__What the task requires__
The requested output is every line from the one with "Could you point out every instance of the white" through the last line below, printed exactly.

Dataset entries
----

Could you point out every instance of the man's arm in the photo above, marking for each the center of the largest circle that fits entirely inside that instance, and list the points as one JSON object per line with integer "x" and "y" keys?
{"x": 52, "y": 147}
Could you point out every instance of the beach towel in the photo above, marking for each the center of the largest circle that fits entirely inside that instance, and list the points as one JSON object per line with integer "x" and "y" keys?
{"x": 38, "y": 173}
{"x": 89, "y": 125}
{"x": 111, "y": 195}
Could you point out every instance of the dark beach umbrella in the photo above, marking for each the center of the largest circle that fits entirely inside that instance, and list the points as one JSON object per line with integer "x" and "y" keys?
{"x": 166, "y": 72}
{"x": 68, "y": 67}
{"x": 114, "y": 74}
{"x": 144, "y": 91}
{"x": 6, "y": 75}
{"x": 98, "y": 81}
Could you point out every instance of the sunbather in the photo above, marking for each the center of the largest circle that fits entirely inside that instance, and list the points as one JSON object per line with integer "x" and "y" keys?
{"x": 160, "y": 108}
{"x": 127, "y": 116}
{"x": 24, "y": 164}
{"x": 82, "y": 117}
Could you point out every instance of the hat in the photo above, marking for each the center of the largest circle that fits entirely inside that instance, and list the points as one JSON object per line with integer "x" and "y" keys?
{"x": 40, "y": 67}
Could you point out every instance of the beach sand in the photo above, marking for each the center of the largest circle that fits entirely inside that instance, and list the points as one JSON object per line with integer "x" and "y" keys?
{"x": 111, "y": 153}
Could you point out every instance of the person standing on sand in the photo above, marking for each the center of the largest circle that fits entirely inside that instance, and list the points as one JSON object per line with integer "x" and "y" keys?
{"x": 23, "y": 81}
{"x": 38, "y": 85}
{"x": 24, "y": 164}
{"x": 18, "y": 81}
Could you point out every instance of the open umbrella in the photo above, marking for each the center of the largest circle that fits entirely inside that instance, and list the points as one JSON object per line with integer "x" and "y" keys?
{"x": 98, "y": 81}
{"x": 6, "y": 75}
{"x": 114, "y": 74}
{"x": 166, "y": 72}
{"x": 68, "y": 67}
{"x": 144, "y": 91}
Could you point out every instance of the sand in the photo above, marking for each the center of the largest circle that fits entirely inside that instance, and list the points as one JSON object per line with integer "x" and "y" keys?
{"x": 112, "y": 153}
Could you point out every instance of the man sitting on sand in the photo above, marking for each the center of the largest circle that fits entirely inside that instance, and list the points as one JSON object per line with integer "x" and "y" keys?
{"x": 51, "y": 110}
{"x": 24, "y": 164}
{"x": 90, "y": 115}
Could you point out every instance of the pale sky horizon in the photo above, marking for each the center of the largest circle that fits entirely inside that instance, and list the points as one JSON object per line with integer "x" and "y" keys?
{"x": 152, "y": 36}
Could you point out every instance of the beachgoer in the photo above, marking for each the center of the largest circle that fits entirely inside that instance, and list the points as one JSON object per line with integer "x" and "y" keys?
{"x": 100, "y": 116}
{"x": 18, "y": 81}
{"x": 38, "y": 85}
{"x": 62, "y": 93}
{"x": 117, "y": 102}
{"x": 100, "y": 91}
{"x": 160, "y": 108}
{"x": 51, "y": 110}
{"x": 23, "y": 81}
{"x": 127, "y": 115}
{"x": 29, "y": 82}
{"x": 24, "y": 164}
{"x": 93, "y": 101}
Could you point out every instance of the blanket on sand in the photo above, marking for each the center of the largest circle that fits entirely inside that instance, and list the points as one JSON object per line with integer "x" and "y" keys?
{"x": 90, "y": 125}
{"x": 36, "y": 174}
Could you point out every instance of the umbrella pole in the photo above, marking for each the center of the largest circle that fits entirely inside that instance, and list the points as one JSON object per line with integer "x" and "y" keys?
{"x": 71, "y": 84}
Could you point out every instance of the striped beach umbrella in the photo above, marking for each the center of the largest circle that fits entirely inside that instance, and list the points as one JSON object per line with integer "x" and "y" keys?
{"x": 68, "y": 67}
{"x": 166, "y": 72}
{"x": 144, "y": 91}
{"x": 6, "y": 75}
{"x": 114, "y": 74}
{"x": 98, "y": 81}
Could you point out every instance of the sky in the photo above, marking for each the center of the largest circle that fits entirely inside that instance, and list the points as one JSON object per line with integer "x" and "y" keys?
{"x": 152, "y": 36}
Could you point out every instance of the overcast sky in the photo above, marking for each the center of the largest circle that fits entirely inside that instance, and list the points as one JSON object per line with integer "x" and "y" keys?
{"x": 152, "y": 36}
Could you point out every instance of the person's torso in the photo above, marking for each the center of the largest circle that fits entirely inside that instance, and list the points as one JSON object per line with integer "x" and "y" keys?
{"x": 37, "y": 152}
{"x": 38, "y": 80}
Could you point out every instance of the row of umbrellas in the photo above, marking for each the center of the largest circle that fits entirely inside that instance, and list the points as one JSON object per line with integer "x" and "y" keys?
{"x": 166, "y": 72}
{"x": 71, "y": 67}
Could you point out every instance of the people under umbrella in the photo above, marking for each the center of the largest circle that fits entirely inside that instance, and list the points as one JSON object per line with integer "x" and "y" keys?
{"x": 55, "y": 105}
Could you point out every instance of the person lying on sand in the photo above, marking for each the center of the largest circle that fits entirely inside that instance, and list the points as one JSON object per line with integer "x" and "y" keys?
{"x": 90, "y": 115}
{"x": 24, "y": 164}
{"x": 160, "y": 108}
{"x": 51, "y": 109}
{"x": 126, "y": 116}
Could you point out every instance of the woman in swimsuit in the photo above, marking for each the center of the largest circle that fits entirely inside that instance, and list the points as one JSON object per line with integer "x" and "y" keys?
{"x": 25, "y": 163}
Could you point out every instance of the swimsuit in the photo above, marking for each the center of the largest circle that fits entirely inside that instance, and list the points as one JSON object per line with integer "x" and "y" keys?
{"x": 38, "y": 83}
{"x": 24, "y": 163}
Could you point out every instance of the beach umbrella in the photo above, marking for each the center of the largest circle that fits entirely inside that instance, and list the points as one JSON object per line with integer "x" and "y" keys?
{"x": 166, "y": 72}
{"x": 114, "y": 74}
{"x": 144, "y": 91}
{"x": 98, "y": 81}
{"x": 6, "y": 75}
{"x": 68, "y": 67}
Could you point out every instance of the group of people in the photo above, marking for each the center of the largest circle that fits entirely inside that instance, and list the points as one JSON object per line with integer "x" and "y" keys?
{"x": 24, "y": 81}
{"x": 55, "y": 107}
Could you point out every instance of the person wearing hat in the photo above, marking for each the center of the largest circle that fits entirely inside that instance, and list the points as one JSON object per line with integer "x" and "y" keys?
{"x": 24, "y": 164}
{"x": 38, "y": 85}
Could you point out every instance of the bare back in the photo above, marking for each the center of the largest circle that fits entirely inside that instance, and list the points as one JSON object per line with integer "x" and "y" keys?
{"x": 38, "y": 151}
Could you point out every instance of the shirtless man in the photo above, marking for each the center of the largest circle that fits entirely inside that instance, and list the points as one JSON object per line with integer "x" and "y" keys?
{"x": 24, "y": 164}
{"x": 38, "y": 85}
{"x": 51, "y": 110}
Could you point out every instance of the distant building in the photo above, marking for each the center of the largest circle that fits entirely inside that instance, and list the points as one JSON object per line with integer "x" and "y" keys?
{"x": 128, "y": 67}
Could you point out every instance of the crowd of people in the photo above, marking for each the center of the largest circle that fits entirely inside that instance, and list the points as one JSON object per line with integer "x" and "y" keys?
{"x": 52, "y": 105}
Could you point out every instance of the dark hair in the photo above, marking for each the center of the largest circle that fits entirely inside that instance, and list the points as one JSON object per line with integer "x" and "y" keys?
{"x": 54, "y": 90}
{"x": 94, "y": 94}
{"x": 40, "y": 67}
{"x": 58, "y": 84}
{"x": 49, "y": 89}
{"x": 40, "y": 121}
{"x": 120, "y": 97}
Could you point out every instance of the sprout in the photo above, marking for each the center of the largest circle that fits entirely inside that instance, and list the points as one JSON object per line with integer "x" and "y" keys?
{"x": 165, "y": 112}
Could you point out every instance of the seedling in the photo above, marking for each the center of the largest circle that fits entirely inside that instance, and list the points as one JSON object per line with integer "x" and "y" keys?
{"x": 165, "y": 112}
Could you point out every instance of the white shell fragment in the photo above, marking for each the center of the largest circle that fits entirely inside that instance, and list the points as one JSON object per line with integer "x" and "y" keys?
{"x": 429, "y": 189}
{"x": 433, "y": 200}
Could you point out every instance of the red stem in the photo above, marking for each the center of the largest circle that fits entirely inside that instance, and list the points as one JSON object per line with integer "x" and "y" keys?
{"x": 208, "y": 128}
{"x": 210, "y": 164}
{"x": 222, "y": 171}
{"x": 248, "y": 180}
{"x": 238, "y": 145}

----

__Result of the exercise__
Could you point out every instance of the white shell fragment in the photo above, marking for each the center of the largest circle that fits entirely inside that instance, and list the points as one JSON object per line with integer "x" and "y" keys?
{"x": 429, "y": 189}
{"x": 433, "y": 200}
Could you point out every instance of the red stem in the photo above, marking for each the center of the largest circle that fits entirely inside that instance, and list the points as one JSON object per line with integer "x" and "y" keys?
{"x": 208, "y": 128}
{"x": 210, "y": 164}
{"x": 222, "y": 171}
{"x": 248, "y": 180}
{"x": 238, "y": 145}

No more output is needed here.